_Provided entries_:
────────
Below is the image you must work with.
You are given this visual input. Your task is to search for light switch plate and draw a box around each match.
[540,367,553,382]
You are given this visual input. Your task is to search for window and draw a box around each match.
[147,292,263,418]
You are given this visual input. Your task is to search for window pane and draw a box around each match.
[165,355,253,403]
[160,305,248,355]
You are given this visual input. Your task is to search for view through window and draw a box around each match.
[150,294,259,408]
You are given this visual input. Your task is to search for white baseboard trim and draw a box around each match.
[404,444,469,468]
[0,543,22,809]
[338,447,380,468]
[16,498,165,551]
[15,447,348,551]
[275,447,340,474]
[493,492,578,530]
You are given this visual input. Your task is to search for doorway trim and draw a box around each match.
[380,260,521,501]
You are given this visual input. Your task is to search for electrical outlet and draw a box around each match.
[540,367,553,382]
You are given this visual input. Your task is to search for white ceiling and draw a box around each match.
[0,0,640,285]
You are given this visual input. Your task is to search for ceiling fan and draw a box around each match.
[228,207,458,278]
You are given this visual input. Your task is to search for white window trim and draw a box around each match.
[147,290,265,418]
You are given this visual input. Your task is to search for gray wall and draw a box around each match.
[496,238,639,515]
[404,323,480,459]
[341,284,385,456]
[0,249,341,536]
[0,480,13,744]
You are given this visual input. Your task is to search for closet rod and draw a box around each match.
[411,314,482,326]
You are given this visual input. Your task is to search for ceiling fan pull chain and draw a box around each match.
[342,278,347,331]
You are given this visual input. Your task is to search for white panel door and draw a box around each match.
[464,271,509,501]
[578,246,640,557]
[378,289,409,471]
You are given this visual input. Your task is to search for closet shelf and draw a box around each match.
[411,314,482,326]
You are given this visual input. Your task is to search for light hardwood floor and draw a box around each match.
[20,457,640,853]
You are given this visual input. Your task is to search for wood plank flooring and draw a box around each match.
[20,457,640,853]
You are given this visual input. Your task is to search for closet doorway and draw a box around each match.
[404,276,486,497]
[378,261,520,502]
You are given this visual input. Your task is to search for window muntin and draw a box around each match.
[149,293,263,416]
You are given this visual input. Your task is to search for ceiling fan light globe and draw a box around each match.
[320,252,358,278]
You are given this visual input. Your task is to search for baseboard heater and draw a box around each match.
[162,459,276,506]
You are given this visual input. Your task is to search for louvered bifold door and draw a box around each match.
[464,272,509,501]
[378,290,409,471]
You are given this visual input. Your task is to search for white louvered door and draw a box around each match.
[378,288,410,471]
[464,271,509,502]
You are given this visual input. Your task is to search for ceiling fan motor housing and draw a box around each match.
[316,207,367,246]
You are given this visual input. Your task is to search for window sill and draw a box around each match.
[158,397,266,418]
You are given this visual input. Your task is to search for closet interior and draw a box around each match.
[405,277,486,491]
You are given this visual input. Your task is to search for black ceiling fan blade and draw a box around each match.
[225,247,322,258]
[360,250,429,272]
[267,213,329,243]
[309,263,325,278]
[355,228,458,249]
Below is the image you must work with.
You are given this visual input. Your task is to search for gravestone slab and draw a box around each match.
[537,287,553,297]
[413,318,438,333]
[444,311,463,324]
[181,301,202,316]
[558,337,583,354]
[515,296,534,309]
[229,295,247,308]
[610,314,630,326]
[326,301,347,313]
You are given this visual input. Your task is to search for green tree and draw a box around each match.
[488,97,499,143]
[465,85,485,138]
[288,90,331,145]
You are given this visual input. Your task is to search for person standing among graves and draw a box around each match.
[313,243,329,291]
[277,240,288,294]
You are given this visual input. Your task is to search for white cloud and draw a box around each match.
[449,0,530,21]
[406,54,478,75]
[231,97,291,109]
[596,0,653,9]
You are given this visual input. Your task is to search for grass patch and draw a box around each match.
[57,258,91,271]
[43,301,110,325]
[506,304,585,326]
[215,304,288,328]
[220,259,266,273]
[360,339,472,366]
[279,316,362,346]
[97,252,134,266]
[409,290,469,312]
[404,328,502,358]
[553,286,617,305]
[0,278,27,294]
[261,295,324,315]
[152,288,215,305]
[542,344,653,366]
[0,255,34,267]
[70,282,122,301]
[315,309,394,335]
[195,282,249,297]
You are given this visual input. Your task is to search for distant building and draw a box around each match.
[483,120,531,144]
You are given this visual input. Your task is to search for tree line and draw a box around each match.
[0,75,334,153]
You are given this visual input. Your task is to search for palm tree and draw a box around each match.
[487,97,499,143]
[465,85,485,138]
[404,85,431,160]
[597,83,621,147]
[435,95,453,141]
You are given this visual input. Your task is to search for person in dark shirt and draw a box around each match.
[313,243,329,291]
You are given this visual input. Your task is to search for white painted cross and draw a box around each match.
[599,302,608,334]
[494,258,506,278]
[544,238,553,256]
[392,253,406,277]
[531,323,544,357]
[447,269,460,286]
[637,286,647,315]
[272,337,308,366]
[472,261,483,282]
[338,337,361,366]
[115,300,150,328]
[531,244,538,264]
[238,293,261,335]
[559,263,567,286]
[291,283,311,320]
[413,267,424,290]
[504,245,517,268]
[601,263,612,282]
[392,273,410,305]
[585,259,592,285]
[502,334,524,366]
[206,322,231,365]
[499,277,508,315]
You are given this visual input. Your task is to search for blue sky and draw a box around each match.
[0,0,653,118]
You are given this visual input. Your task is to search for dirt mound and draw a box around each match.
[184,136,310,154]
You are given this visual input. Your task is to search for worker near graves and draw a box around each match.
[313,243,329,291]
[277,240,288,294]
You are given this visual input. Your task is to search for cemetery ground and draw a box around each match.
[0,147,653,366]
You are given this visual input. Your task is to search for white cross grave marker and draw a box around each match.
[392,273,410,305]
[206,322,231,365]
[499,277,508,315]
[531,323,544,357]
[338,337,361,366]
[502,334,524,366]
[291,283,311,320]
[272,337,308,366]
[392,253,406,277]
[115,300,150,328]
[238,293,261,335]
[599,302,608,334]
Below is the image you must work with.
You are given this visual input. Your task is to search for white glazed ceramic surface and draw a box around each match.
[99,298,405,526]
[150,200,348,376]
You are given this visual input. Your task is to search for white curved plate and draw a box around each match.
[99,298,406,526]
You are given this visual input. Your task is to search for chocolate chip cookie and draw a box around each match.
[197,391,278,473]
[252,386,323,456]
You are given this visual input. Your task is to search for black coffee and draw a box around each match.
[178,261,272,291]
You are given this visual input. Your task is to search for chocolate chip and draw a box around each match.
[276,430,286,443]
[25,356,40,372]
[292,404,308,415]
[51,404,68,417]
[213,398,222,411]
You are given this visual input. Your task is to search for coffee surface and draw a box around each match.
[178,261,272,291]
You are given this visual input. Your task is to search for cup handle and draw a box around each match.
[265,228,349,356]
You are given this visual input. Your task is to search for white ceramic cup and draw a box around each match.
────────
_What the task requires_: Reproduce every row above word for word, from the first to the last, without changing or dropping anything.

_Completed exercise_:
Below is the image you must work with.
You are given this visual input. Your task is to search for light switch plate and draw a box around each match.
[540,367,553,382]
You are given this visual input. Your task is to search for window and draw a box around each match.
[147,292,263,418]
You are given this visual input. Your task is to search for window pane and draw a box around each match.
[165,355,253,403]
[160,305,248,355]
You are given this visual input. Your task is to search for view through window and draw a box around each match.
[150,294,259,408]
You are given this visual input. Your task is to search for white baseboard trim and draw a box around each match.
[404,444,469,468]
[0,543,22,809]
[338,447,380,468]
[16,498,165,551]
[15,447,348,551]
[275,447,340,474]
[493,492,578,530]
You are given this visual input. Your task is to search for doorway trim and draw a box around each match.
[380,260,521,501]
You are given this visual input. Your task is to search for electrical outlet and draw a box around each match.
[540,367,553,382]
You are given this visual input. Your task is to search for white ceiling and draw a box around each match.
[0,0,640,285]
You are given this visual input. Your task is to search for ceiling fan and draw a box around each match.
[228,207,458,278]
You are given this visual input. Your task is to search for white window trim and draw a box around each match.
[147,290,265,418]
You are given this visual input. Your task is to search for gray wall and draw a box around each match.
[496,238,639,515]
[404,323,480,459]
[341,284,385,456]
[0,249,341,536]
[0,480,13,744]
You are given this visual input. Your task is to search for closet rod and draw a box around each match.
[411,314,482,326]
You are given this visual input. Your task is to search for ceiling fan pull chain and draw a box around each match.
[342,278,347,331]
You are given this visual input. Your task is to search for white panel door and draw a box around each match.
[464,271,509,501]
[578,246,640,557]
[378,289,409,471]
You are given this visual input. Your task is to search for closet shelf and draw a box around each match.
[411,314,482,326]
You are given this visual input. Your task is to search for light hardwood floor and draw a box around each match.
[20,457,640,853]
You are given this visual input. Your task is to search for wood plank flooring and draw a box around each match.
[20,457,640,853]
You are given this visual input. Your task is to search for closet doorway and draw a box around each match.
[404,276,486,497]
[378,261,520,502]
You are given this visual input. Your task is to search for window muntin and draw a box around each match.
[149,293,263,416]
You are given this visual input. Your task is to search for ceiling fan light globe and draw a box around each match.
[320,252,358,278]
You are given this visual input. Your task is to search for baseboard heater and draw a box around each match.
[162,459,276,506]
You are given this visual input. Your task is to search for louvered bifold door and draw a box around each match.
[464,272,509,501]
[378,290,409,471]
You are given this visual input. Your task is to search for white louvered door and draw a box around each match.
[378,288,410,471]
[464,271,509,502]
You are given this visual input. Your task is to search for ceiling fan motor housing and draw a box around each match.
[316,207,367,246]
You are given this visual input. Your task is to search for window sill and draw a box around each match.
[158,397,266,418]
You are given this visual input. Your task is to search for closet interior and draw a box around each match.
[405,277,486,491]
You are given this visual input. Your task is to search for black ceiling fan blade and draw a box around each match.
[225,247,322,258]
[360,250,429,272]
[267,213,329,243]
[309,263,325,278]
[355,228,458,249]
Below is the image you must work with.
You are given this visual input. Your task is to search for gravestone slab and draw a box around each match.
[537,287,553,297]
[413,318,438,333]
[444,311,463,324]
[181,301,202,316]
[558,337,583,354]
[515,296,534,309]
[229,295,247,308]
[610,314,630,326]
[326,301,347,313]
You are given this visual input. Your task is to search for green tree and draw a box around each match.
[488,97,499,143]
[465,85,485,138]
[288,90,331,145]
You are given this visual input. Your task is to search for person standing among graves and draw a box around each match.
[313,243,329,291]
[277,240,288,294]
You are given this visual input. Your task is to search for white cloud and draw a box around each match.
[449,0,530,21]
[406,54,478,75]
[231,97,291,109]
[596,0,653,9]
You are given this visual input. Your task is to search for grass patch and draw a box around each match.
[57,258,91,271]
[43,301,110,325]
[506,304,585,326]
[215,304,288,328]
[220,259,266,273]
[360,339,472,366]
[279,316,362,346]
[97,252,134,266]
[409,290,469,312]
[404,328,502,358]
[553,286,617,305]
[0,278,27,294]
[261,295,324,315]
[152,288,215,305]
[542,344,653,366]
[0,255,34,267]
[70,282,122,301]
[315,309,394,335]
[195,282,249,297]
You are given this visual input. Your task is to search for distant building and draw a box around each match.
[483,120,531,144]
You are given this visual input. Your task is to search for tree line and draw a box around each match.
[0,75,334,153]
You are given this visual input. Your task is to search for palm tree and draw a box around each match.
[487,97,499,143]
[465,85,485,138]
[404,85,431,160]
[597,83,621,147]
[435,95,453,141]
You are given this visual input. Your task is to search for person in dark shirt and draw a box around each match.
[313,243,329,291]
You are given this visual input. Your task is to search for white painted cross and draw a box around each match.
[599,302,608,334]
[494,258,506,278]
[544,238,553,256]
[392,253,406,277]
[531,323,544,357]
[447,269,460,286]
[637,286,647,315]
[272,337,308,366]
[472,261,483,282]
[338,337,361,366]
[115,300,150,328]
[531,244,538,264]
[238,293,261,335]
[559,263,567,286]
[291,283,311,320]
[413,267,424,290]
[504,245,517,268]
[601,263,612,282]
[392,273,410,305]
[585,259,592,285]
[502,334,524,366]
[206,322,231,365]
[499,277,508,315]
You are given this visual input. Your task is to search for blue sky and draw a box around each match.
[0,0,653,118]
You are given this visual input. Your task is to search for dirt mound and draw a box around each match.
[184,136,310,154]
You are given this visual input. Your task is to search for worker near graves and draw a box around each match.
[313,243,329,291]
[277,240,288,294]
You are given this visual input. Your task is to search for cemetery ground and draw a box around each match.
[0,147,653,366]
You are given this visual input. Your task is to search for white cross grave marker and draw a box around each match.
[392,273,410,305]
[206,322,231,365]
[499,277,508,315]
[531,323,544,357]
[338,337,361,366]
[502,334,524,366]
[291,283,311,320]
[272,337,308,366]
[392,253,406,277]
[115,300,150,328]
[238,293,261,335]
[599,302,608,334]
Below is the image you must work with.
You are given this visual input. Your task is to search for white glazed ceramic surface and draw a box around each match.
[99,298,405,526]
[150,200,348,376]
You are given this visual input. Your task is to search for white curved plate and draw a box around each match.
[99,298,406,526]
You are given this visual input. Your task is to search for chocolate chip cookie and draw a box around each match.
[197,391,278,473]
[252,386,323,456]
You are given this visual input. Your task is to search for black coffee and draw a box around each match.
[178,261,272,291]
You are given this visual input. Your task is to search for chocolate chip and draw a box around each match.
[276,430,286,443]
[25,356,40,372]
[292,404,308,415]
[51,404,68,417]
[213,398,222,411]
You are given this visual input. Your task is to search for coffee surface and draw a box around each match.
[178,261,272,291]
You are given this visual input. Your task is to search for cup handle and draw a box around each match.
[265,228,349,356]
You are given this visual input. Your task is to search for white ceramic cup and draw a box around each match.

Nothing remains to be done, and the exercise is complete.